───── Given data ─────

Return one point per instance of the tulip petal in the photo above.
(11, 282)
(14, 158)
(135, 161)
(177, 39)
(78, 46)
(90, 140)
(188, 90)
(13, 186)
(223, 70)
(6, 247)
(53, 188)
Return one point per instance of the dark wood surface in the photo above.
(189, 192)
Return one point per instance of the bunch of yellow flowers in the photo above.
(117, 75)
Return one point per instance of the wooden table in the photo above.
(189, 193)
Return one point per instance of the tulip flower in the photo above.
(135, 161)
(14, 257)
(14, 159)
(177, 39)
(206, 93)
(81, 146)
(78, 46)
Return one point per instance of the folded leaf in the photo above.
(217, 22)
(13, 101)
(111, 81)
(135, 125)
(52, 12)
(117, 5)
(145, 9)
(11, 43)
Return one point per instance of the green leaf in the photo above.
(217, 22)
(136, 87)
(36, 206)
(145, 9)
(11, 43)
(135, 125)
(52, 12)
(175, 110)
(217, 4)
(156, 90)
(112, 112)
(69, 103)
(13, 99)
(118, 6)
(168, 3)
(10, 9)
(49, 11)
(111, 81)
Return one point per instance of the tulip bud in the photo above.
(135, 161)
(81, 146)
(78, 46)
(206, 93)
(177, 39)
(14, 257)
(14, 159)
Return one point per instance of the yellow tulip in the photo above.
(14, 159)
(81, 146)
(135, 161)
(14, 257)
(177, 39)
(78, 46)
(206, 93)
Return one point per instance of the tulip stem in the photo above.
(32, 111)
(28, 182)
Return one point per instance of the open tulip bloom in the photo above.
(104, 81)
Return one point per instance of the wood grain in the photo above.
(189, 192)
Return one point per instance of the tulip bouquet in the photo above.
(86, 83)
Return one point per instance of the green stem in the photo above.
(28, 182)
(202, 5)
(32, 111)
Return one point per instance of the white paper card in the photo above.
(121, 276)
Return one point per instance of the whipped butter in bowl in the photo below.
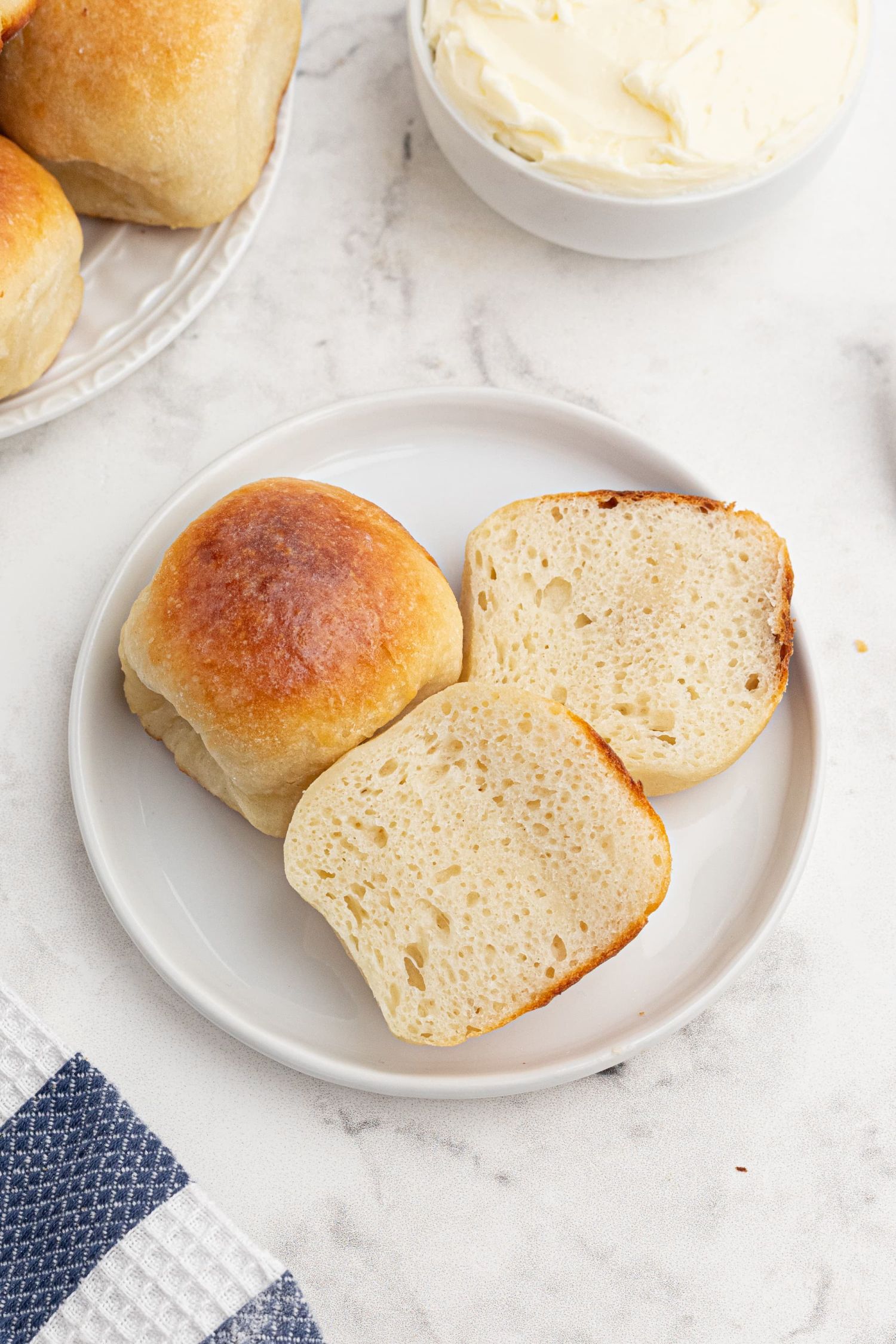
(641, 101)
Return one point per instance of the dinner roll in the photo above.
(14, 15)
(664, 620)
(285, 625)
(41, 287)
(148, 113)
(477, 858)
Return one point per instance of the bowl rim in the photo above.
(422, 60)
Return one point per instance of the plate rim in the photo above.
(309, 1061)
(165, 326)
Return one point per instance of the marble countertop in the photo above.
(609, 1210)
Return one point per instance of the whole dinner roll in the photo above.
(285, 625)
(148, 113)
(41, 286)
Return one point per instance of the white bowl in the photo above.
(598, 222)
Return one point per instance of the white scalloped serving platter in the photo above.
(143, 287)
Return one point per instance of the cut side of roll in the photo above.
(477, 858)
(662, 620)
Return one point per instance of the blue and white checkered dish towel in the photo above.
(104, 1238)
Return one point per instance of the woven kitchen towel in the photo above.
(104, 1238)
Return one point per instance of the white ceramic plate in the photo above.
(142, 288)
(204, 897)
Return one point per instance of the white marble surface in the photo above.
(609, 1210)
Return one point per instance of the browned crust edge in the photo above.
(18, 24)
(785, 628)
(625, 938)
(704, 504)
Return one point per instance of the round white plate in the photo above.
(203, 894)
(142, 288)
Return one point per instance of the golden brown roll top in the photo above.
(14, 17)
(41, 286)
(285, 625)
(146, 113)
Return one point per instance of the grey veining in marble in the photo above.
(610, 1210)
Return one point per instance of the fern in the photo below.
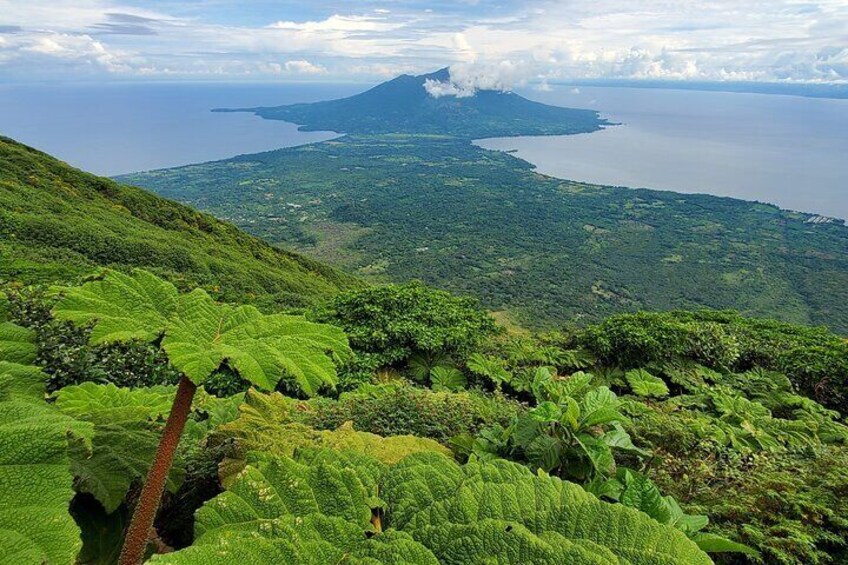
(435, 512)
(199, 336)
(17, 344)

─────

**To do**
Rewrite every line from the one containing "Return one point per instance of the woven" through the end of the records, keeping the requests unchanged. Multiply each coordinate in the answer points by 0.6 and round to whole numbers, with halves rounded up. Leave the pictures out.

**Reply to the task**
Return one point per instance of the woven kitchen towel in the photo above.
(62, 743)
Return one point per instance of the white ceramic plate in the photo above.
(85, 173)
(122, 538)
Return one point per instance of the white marble surface in the photo above.
(365, 726)
Return one point per instance of the browned crust edge in the photo above.
(11, 14)
(471, 377)
(375, 563)
(422, 302)
Return one point per instance of the round white plate in the photo above.
(122, 536)
(85, 173)
Return one point per instance of the golden brown roll top in the photo above.
(8, 10)
(25, 172)
(171, 375)
(88, 68)
Return one point per instance of the grey veining in marble in the photo above.
(366, 726)
Return one point per instance of the fern in the photo below.
(261, 307)
(119, 202)
(10, 206)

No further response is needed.